Point placement records:
* * *
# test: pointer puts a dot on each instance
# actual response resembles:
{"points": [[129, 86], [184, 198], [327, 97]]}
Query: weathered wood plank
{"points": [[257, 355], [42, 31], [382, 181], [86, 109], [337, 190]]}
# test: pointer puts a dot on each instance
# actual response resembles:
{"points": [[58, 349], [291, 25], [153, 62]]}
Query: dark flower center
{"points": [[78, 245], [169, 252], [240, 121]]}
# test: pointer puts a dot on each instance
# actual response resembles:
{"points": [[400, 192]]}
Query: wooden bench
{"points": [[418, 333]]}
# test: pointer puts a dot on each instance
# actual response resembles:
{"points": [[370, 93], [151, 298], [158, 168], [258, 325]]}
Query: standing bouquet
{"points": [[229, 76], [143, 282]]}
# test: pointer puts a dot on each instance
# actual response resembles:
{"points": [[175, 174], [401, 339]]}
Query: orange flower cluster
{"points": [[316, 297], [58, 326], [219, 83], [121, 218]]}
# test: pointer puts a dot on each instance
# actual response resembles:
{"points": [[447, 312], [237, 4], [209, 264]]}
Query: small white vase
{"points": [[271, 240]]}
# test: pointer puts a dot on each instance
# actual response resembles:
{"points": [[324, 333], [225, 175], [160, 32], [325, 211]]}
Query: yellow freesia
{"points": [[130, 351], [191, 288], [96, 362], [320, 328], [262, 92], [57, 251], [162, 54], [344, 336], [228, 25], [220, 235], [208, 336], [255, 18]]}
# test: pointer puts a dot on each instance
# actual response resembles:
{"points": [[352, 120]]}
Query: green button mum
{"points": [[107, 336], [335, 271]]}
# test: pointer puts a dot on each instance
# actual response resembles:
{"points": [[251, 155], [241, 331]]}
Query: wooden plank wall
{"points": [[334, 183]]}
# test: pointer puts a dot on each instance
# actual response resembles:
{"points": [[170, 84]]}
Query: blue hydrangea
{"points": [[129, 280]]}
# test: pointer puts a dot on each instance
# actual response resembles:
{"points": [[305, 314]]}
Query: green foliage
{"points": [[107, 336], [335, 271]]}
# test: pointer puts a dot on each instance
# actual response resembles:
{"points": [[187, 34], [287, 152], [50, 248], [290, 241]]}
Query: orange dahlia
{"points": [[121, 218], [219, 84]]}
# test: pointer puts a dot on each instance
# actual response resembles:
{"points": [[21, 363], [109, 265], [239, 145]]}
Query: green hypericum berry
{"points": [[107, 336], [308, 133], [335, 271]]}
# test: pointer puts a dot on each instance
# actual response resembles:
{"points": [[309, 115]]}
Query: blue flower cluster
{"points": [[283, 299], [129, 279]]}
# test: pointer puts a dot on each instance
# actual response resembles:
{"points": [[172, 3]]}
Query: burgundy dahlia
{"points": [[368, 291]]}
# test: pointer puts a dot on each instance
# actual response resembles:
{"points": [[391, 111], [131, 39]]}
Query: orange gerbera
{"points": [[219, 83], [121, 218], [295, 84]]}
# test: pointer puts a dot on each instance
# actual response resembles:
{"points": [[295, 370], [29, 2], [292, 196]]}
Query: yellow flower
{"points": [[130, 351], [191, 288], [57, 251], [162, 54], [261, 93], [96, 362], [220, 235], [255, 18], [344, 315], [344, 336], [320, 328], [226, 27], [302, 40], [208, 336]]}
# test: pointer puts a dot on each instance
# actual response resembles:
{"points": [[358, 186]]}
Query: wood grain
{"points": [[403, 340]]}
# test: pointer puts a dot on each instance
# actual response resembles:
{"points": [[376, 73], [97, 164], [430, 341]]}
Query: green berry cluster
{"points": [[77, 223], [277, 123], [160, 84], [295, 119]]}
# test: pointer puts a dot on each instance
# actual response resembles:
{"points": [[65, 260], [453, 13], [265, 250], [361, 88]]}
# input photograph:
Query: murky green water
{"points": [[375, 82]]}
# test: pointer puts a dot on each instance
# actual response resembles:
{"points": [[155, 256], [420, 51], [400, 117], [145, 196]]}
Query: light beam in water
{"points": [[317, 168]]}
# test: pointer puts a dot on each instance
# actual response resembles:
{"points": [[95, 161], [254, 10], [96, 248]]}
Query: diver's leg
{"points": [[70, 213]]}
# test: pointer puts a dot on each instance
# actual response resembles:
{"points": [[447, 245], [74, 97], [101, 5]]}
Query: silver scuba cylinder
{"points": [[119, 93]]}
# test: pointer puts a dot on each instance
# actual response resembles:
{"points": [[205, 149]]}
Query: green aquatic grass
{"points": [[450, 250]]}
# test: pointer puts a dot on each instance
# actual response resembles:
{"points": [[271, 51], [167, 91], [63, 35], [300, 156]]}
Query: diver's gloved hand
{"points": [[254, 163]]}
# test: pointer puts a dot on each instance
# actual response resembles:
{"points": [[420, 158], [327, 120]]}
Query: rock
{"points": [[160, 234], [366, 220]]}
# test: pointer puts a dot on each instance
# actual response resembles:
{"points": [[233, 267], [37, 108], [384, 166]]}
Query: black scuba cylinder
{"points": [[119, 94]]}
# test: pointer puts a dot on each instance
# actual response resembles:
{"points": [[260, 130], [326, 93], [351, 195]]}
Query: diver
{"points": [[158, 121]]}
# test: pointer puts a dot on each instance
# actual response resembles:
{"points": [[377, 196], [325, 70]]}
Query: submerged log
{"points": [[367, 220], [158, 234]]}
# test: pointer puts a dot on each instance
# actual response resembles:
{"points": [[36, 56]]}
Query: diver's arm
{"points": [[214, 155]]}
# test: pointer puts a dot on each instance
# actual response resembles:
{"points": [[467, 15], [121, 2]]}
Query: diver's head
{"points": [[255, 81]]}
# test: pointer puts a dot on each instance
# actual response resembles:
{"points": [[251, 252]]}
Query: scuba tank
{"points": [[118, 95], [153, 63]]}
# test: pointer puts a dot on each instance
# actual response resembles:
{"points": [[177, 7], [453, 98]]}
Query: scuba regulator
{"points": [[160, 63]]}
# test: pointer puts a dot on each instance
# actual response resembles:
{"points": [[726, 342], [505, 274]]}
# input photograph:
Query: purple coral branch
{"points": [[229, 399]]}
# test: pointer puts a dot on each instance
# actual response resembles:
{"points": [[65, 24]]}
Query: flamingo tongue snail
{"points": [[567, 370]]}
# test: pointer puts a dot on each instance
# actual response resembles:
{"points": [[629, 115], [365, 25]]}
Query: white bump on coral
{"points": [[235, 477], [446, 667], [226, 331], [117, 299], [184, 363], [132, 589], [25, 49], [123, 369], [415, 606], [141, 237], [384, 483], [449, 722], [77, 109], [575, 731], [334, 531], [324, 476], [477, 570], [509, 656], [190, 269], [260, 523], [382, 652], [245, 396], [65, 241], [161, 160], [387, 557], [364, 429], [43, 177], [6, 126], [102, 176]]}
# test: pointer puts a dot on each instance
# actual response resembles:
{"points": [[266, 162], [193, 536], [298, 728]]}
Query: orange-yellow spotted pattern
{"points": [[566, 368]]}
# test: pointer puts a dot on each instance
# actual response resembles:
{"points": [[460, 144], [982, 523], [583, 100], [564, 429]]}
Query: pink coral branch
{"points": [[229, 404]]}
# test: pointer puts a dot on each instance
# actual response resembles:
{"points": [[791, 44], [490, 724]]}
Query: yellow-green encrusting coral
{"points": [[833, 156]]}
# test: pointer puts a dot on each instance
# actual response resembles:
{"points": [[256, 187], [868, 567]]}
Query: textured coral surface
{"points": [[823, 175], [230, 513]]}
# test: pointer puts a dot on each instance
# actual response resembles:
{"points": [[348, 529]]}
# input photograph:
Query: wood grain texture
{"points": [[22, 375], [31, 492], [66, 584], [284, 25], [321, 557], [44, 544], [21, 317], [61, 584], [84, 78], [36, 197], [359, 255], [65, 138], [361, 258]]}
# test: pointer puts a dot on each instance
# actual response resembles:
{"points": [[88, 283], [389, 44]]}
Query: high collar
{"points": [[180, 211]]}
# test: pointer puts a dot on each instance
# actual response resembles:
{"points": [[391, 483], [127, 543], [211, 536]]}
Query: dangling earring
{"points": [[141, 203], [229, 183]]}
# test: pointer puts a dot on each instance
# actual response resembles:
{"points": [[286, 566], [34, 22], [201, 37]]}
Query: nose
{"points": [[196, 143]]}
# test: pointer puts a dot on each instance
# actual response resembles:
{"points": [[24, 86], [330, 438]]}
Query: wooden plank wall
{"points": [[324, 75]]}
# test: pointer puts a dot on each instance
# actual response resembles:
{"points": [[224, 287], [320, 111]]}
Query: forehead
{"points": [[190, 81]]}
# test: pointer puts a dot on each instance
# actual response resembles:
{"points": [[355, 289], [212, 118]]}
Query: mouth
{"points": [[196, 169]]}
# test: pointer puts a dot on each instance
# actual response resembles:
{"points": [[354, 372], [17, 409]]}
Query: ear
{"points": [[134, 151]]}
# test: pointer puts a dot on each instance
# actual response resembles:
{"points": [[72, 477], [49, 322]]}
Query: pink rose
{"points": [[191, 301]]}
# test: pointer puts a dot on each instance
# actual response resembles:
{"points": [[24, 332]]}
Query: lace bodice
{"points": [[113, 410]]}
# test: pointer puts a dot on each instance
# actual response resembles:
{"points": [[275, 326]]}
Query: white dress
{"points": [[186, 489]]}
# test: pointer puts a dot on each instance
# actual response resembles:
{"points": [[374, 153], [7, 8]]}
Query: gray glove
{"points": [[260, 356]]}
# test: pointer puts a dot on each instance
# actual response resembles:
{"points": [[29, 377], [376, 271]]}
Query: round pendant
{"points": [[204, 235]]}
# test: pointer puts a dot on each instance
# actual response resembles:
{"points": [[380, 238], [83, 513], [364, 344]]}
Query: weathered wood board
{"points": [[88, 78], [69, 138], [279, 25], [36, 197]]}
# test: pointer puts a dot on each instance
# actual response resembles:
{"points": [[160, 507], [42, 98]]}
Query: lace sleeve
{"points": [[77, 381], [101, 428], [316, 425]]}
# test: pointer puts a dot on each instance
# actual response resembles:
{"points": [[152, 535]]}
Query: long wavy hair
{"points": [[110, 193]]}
* * *
REQUEST: Collect every line of the data above that contains the string "branch" and copy each one in full. Case counts when matching.

RESULT BELOW:
Query: purple coral branch
Query: pink coral branch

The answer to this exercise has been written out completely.